* **PASSAGE FOURNI**:
# # # # #

B. PERFECTIONNER L'ENVIRONNEMENT PRUDENTIEL

Un préalable s'impose. Un monde financier plus stable réclame de la part des agents nationaux - acteurs ou contrôleurs - une meilleure appréciation, un meilleur contrôle et une meilleure gestion des risques. La décentralisation des responsabilités est conforme à la réalité du monde financier. Il serait impossible à une entité mondiale centralisée de jouer seule ce rôle. Toutefois, cette décentralisation appelle des règles et des contrôles. Les enceintes internationales retrouvent alors toute leur importance.

La communauté financière internationale a entrepris des efforts importants pour définir des normes prudentielles plus cohérentes et déterminer les conditions nécessaires à un contrôle des risques plus satisfaisant. Ces efforts doivent être prolongés.

1. Améliorer les règles prudentielles

En matière de règles prudentielles, la régulation financière nécessite d'abord un processus continu d'adaptation. Cela suppose d'abord que des moyens suffisants soient confiés aux organismes internationaux chargés d'élaborer la réglementation. Cela suppose aussi de reconnaître les interdépendances entre les différents métiers financiers - crédit, titre, assurances - et d'assurer les liaisons nécessaires entre les superviseurs pour que leur approche devienne véritablement pluridisciplinaire.

# # # # #

* **CONSIGNE A**: D'après le passage sur l'environnement prudentiel, entre quels métiers financiers faut-il reconnaître les interdépendances ?

# # # # #

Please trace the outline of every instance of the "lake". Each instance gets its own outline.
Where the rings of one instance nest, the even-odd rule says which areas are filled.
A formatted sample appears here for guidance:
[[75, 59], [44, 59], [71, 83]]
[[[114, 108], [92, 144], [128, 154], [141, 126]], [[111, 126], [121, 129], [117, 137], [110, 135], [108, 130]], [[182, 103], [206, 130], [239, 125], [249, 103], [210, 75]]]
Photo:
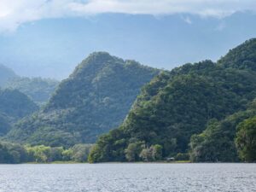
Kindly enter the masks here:
[[256, 164], [0, 165], [0, 191], [256, 191]]

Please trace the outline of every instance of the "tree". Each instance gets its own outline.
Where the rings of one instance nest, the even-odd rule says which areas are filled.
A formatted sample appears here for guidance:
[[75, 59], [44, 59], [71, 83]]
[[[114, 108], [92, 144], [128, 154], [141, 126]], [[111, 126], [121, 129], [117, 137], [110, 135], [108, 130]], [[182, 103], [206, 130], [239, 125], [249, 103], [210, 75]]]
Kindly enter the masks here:
[[163, 147], [161, 145], [156, 144], [152, 146], [152, 156], [154, 160], [162, 160], [162, 150]]
[[136, 161], [139, 160], [143, 143], [137, 142], [128, 145], [127, 148], [125, 150], [125, 158], [128, 161]]
[[239, 157], [247, 162], [256, 160], [256, 116], [238, 125], [236, 144]]

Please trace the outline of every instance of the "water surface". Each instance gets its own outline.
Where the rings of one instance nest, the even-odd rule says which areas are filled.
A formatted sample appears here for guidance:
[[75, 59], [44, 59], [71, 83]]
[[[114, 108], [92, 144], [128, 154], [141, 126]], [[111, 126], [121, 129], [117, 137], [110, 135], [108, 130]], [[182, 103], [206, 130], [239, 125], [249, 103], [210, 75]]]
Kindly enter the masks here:
[[256, 191], [256, 164], [0, 165], [2, 192]]

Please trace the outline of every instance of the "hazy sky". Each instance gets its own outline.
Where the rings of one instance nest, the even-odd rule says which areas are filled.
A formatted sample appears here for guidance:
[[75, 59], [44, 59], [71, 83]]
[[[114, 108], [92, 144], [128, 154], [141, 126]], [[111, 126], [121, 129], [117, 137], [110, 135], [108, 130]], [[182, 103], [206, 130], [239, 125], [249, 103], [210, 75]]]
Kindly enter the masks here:
[[93, 51], [172, 69], [256, 38], [255, 0], [0, 0], [0, 62], [64, 79]]

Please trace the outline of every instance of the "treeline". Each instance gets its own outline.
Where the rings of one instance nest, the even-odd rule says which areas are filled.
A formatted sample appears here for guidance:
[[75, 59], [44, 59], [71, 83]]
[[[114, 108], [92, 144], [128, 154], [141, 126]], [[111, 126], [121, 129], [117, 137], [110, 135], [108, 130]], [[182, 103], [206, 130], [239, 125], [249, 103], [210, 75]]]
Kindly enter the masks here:
[[29, 146], [0, 143], [0, 163], [26, 162], [50, 163], [53, 161], [86, 162], [91, 144], [76, 144], [65, 149], [63, 147], [44, 145]]
[[162, 148], [162, 160], [189, 154], [193, 161], [255, 161], [255, 66], [256, 38], [217, 63], [161, 73], [143, 88], [123, 124], [98, 138], [90, 161], [154, 160], [154, 146]]

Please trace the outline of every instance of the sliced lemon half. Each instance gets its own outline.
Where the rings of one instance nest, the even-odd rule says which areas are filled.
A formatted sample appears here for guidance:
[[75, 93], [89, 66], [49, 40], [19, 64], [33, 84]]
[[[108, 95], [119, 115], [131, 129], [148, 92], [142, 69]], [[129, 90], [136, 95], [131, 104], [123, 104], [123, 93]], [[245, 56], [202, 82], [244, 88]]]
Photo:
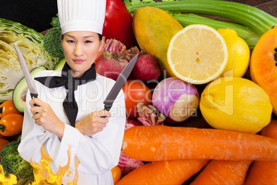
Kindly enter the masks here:
[[203, 84], [223, 72], [228, 52], [223, 37], [216, 30], [206, 25], [192, 24], [174, 35], [167, 57], [176, 77]]

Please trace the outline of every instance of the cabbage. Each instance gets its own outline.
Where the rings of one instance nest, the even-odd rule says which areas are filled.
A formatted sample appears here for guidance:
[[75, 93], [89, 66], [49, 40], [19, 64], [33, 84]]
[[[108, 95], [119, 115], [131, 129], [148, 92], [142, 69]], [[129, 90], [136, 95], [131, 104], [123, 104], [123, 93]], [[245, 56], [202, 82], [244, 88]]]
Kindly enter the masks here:
[[0, 18], [0, 102], [12, 99], [15, 86], [24, 77], [13, 43], [21, 51], [29, 71], [41, 66], [54, 69], [59, 61], [45, 50], [42, 34]]

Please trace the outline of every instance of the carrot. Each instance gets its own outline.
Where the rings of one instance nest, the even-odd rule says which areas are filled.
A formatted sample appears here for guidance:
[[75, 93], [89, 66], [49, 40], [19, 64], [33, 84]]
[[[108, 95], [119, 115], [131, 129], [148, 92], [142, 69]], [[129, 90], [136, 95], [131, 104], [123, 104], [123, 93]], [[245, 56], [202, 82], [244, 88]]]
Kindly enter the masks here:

# # # # #

* **CONSIGNE B**: Dans le listing, recopiez les lignes depuis le début jusqu'à la ligne contenant « [[256, 164], [0, 165], [0, 191], [256, 191]] » incluse, en substituant « pond » à « lake » et sans rien modifier d'autre. Laissez les images hors de votre réponse.

* **RÉPONSE A**: Entre le crédit, le titre et les assurances.

* **RÉPONSE B**:
Please trace the outline of every instance of the "pond". Each instance gets its own outline.
Where the rings of one instance nest, the even-odd rule says which areas are filled.
A formatted sample appears here for guidance:
[[75, 59], [44, 59], [71, 83]]
[[[114, 108], [92, 144], [128, 154], [141, 126]], [[111, 126], [121, 129], [117, 137], [110, 135], [108, 130]], [[182, 103], [206, 130], [239, 125], [249, 103], [210, 75]]]
Photo:
Kindly enter the masks here:
[[256, 164], [0, 165], [0, 191], [256, 191]]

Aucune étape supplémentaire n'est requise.